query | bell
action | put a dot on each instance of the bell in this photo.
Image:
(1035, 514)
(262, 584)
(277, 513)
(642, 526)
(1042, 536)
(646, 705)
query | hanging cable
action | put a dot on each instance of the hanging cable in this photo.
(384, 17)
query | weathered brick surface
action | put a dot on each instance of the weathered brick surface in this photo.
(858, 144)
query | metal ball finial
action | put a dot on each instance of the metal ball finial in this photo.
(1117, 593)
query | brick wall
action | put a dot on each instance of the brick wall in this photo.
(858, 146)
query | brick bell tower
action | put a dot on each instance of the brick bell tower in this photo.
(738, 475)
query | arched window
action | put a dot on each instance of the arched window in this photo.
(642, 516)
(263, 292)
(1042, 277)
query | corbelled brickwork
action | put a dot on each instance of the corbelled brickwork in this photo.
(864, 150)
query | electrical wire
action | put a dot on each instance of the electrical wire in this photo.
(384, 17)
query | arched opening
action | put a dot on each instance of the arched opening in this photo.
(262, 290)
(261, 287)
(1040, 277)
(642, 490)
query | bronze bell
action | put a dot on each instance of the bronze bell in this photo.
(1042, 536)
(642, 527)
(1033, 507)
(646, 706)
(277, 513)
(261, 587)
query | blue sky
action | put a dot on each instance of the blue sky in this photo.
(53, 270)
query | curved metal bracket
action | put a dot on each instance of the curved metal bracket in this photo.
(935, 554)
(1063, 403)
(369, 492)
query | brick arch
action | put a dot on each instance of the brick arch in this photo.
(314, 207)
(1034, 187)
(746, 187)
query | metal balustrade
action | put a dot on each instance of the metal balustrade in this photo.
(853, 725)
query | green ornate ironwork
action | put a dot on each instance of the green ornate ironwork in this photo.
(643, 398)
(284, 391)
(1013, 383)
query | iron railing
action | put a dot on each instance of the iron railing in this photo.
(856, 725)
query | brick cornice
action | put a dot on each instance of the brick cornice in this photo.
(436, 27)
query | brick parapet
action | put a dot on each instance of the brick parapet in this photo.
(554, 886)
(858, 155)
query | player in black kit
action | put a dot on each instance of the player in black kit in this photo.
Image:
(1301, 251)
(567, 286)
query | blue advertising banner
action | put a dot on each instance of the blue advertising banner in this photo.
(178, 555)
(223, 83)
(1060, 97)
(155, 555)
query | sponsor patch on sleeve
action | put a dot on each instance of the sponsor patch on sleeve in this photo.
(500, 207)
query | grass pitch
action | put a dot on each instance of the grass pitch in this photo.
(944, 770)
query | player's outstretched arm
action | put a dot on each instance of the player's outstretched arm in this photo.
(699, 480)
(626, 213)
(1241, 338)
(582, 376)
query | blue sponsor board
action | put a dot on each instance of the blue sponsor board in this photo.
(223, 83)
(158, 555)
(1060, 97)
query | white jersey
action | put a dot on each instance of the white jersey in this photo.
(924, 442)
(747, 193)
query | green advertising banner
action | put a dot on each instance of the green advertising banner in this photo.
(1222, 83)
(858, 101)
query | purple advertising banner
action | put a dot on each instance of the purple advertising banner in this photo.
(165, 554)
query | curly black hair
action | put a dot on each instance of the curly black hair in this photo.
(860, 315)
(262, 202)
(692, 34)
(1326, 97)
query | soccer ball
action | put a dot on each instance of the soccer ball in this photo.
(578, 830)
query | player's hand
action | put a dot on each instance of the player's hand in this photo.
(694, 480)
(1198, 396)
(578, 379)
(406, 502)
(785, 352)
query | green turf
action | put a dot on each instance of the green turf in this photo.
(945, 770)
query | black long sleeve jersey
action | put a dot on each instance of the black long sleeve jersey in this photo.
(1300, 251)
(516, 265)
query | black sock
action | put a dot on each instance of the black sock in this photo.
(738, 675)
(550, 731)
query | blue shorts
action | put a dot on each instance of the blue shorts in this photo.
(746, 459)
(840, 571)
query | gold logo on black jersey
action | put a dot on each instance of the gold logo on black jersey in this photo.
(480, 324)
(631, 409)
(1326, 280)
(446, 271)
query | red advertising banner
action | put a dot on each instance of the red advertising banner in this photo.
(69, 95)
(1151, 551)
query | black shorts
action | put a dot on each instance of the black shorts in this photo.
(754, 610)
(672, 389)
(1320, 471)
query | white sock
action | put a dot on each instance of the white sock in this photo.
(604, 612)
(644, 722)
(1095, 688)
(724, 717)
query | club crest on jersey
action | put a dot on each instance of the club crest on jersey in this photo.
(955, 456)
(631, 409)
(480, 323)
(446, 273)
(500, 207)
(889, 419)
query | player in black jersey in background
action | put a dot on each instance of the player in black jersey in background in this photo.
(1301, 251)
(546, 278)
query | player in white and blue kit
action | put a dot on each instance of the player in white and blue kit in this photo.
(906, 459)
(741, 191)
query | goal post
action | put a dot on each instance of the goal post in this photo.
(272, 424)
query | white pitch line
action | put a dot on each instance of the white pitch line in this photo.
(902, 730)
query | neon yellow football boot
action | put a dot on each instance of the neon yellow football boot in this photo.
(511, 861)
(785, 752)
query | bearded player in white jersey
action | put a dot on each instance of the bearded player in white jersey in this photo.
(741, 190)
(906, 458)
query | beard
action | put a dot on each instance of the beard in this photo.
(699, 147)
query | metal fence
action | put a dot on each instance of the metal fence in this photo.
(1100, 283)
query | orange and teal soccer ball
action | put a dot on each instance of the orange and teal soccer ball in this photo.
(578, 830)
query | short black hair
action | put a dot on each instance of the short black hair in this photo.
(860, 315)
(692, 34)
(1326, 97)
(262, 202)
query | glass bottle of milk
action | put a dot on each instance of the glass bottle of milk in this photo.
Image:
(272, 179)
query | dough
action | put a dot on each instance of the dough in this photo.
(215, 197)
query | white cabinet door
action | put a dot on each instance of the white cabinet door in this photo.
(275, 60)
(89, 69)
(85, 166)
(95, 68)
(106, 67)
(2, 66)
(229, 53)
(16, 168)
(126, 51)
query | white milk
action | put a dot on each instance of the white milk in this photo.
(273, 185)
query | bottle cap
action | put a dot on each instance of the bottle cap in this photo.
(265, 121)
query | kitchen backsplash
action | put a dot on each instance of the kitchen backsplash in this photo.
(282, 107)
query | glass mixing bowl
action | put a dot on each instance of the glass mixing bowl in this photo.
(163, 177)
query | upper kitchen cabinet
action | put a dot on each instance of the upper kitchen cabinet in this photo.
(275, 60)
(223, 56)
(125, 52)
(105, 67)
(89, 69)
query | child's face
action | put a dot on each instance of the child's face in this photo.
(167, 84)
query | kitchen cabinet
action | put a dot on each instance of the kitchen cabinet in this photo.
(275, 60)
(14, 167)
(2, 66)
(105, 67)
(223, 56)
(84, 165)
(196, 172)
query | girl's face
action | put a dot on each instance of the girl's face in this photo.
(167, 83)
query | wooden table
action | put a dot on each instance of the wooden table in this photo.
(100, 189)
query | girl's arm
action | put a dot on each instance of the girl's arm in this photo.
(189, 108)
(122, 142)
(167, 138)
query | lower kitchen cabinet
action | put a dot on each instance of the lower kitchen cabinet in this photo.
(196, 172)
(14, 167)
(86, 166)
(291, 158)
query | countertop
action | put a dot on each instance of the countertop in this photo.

(REQUIREMENTS)
Restate the whole listing exactly.

(COMPLETE ANSWER)
query | bell
action | put a dot on each instance of the bell in this photo.
Image:
(1035, 514)
(262, 584)
(277, 513)
(642, 526)
(1042, 536)
(646, 705)
query | hanging cable
action | put a dot on each instance of the hanging cable in this photo.
(384, 17)
query | weathered brick surface
action | put a dot on each instance of the weathered brick surface in this photo.
(858, 144)
query | metal ball finial
action | put a dot on each instance of the metal ball finial in this photo.
(1117, 593)
query | brick wall
action | put a dot on each instance of the brick wall in this photo.
(858, 146)
query | brick bell tower
action | put a dot on each instance of the brick bell tower in this photo.
(738, 475)
query | arched window
action | put a dot on each instance of the arched window in this photo.
(642, 516)
(263, 292)
(1042, 277)
query | corbelled brickwork
action | put a dot on each instance of the corbelled brickwork in this photo.
(864, 150)
query | electrical wire
action | put a dot on each instance of the electrical wire in this photo.
(384, 17)
query | arched opening
action | put a dot on each instance of the arched opening in this photo.
(262, 290)
(261, 287)
(1040, 277)
(642, 490)
query | bronze bell
action | put a dot on each instance of the bronze bell in this photo.
(1042, 536)
(642, 527)
(1033, 507)
(646, 706)
(277, 513)
(261, 587)
query | blue sky
action | put a dot on each instance of the blue sky in this photo.
(53, 270)
query | curved metal bracket
action | put a dot on each instance of the curved metal bracket in this photo.
(935, 554)
(1063, 403)
(369, 492)
query | brick arch
action | put a dot on each instance of the brick arch in this photo.
(314, 207)
(1034, 187)
(746, 187)
query | metal balustrade
action | put a dot on each instance of the metal balustrade in this photo.
(853, 725)
query | green ornate ironwork
action | put a dot on each instance of the green ornate ironwork in this photo.
(643, 398)
(284, 391)
(1013, 383)
query | iron railing
action | put a dot on each instance of the iron railing in this photo.
(856, 725)
query | brick cornice
action | put a dot on each instance of the brick cornice in this photo.
(436, 27)
query | brick parapet
action | put a dot on each instance of the brick parapet in this photo.
(554, 886)
(858, 155)
query | player in black kit
action | put a dot on each instance of the player in black kit in this photo.
Image:
(1301, 251)
(567, 286)
query | blue advertising banner
action | put a dot on each instance of the blue advertising banner in this photo.
(178, 555)
(223, 83)
(1060, 97)
(155, 555)
query | sponsor patch on sleeve
action | put a dot on each instance of the sponsor patch on sleeve in this photo.
(500, 207)
query | grass pitch
action | put a dot on each instance of the grass pitch in this photo.
(944, 770)
query | player's outstretched arm
action | put a dot on each instance of the player's outstretched arm in this photo.
(699, 480)
(626, 213)
(1241, 338)
(582, 376)
query | blue sponsor board
action | put a dot on each instance of the blue sponsor board in this photo.
(223, 83)
(158, 555)
(1060, 97)
query | white jersey
action | put a dot on each instance of the white jersey in this photo.
(924, 442)
(747, 193)
query | green advertising banner
action | put a dot on each instance of the green advertising banner in this photo.
(1222, 83)
(858, 101)
query | purple advertising banner
action | put a dot on each instance of the purple advertising banner in this photo.
(165, 554)
query | curly black hair
action | put a dot on each instance of the curly black hair in this photo.
(860, 315)
(262, 202)
(692, 34)
(1326, 97)
query | soccer ball
action | put a dot on each instance of the soccer ball in this photo.
(578, 830)
query | player's hand
action | put a dot on each instance of the player's hand in this photo.
(694, 480)
(1198, 396)
(578, 379)
(406, 502)
(785, 352)
query | green turf
action | put a dot on each instance of the green turf in this photo.
(945, 770)
query | black long sleeve jersey
action | put a dot on each instance of the black long sleeve jersey in this photo.
(1300, 251)
(516, 265)
query | black sock
action | put a dot on each instance of the black sock in this photo.
(738, 675)
(550, 731)
query | blue shorts
action | put a dot on each instance of the blue shorts in this photo.
(746, 459)
(840, 571)
query | gold logo on black jersey
action | put a dot on each instance of the gold logo on black jersey in this photo.
(480, 324)
(631, 409)
(1326, 280)
(446, 271)
query | red advertising banner
action | put a dot on each instance of the red advertising banner in this photo.
(69, 95)
(1151, 551)
query | black shorts
action | put a dot on each instance of the black shorts in this photo.
(754, 610)
(672, 389)
(1320, 471)
query | white sock
action | put a dot on each instance of the white sock in this photo.
(604, 612)
(644, 722)
(1095, 688)
(724, 717)
query | club crest on jersey
action | put a dot on each instance of the club crest on jersey in this photo.
(955, 456)
(631, 409)
(480, 323)
(446, 273)
(500, 207)
(889, 419)
query | player in black jersey in background
action | put a dot on each instance of the player in black jersey in background in this photo.
(1301, 251)
(546, 278)
query | player in white and blue kit
action | put a dot on each instance of the player in white and blue kit in this photo.
(906, 459)
(741, 191)
query | goal post
action | put a dot on each instance of the goal post in this photo.
(272, 424)
query | white pitch line
action | put a dot on each instance of the white pitch line in this photo.
(902, 730)
query | neon yellow football boot
action | put a dot on each instance of the neon yellow football boot in this photo.
(511, 861)
(785, 752)
query | bearded player in white jersey
action | put a dot on each instance of the bearded player in white jersey in this photo.
(741, 190)
(906, 458)
query | beard
action | put a dot on each instance of the beard in this photo.
(699, 147)
query | metal fence
action | put a dot on each instance of the metal fence in this photo.
(1100, 283)
query | orange and teal soccer ball
action | put a dot on each instance of the orange and teal soccer ball in this photo.
(578, 830)
query | short black hair
action | put a dot on each instance of the short black hair in this photo.
(860, 315)
(692, 34)
(1326, 97)
(262, 202)
query | glass bottle of milk
action | put a dot on each instance of the glass bottle of milk in this photo.
Image:
(272, 179)
query | dough
action | put a dot on each instance of the dough in this photo.
(215, 197)
query | white cabinet door
action | put a dot on each instance of the white cabinet door in this photo.
(275, 60)
(89, 69)
(85, 166)
(95, 68)
(106, 67)
(2, 66)
(229, 53)
(16, 168)
(126, 51)
query | white milk
action | put a dot on each instance of the white milk in this photo.
(273, 185)
query | bottle cap
action | put a dot on each instance of the bottle cap in this photo.
(265, 121)
query | kitchen backsplash
action | put a dot on each instance of the kitchen backsplash in this photo.
(282, 107)
query | glass mixing bowl
action | put a dot on each instance of the glass mixing bowl in this photo.
(163, 177)
query | upper kitchen cabinet
action | put a dot on each instance of the upper kitchen cabinet in this photo.
(275, 60)
(223, 56)
(125, 52)
(105, 67)
(89, 69)
query | child's face
action | put a dot on each instance of the child's face in this photo.
(167, 84)
query | kitchen cabinet
action | put a dot on each instance of the kitchen cabinet in this photo.
(275, 60)
(14, 167)
(2, 66)
(105, 67)
(223, 56)
(84, 165)
(196, 172)
query | girl's face
action | put a dot on each instance of the girl's face in this photo.
(167, 83)
query | wooden table
action | put a dot on each instance of the wooden table in this photo.
(100, 189)
query | girl's arm
action | put a dot on each instance of the girl's arm in this photo.
(189, 108)
(122, 142)
(167, 138)
query | lower kitchen cabinet
action | put a dot on each instance of the lower kitchen cabinet in this photo.
(196, 172)
(14, 167)
(86, 166)
(291, 158)
query | countertop
action | put a dot on each instance of the countertop in this photo.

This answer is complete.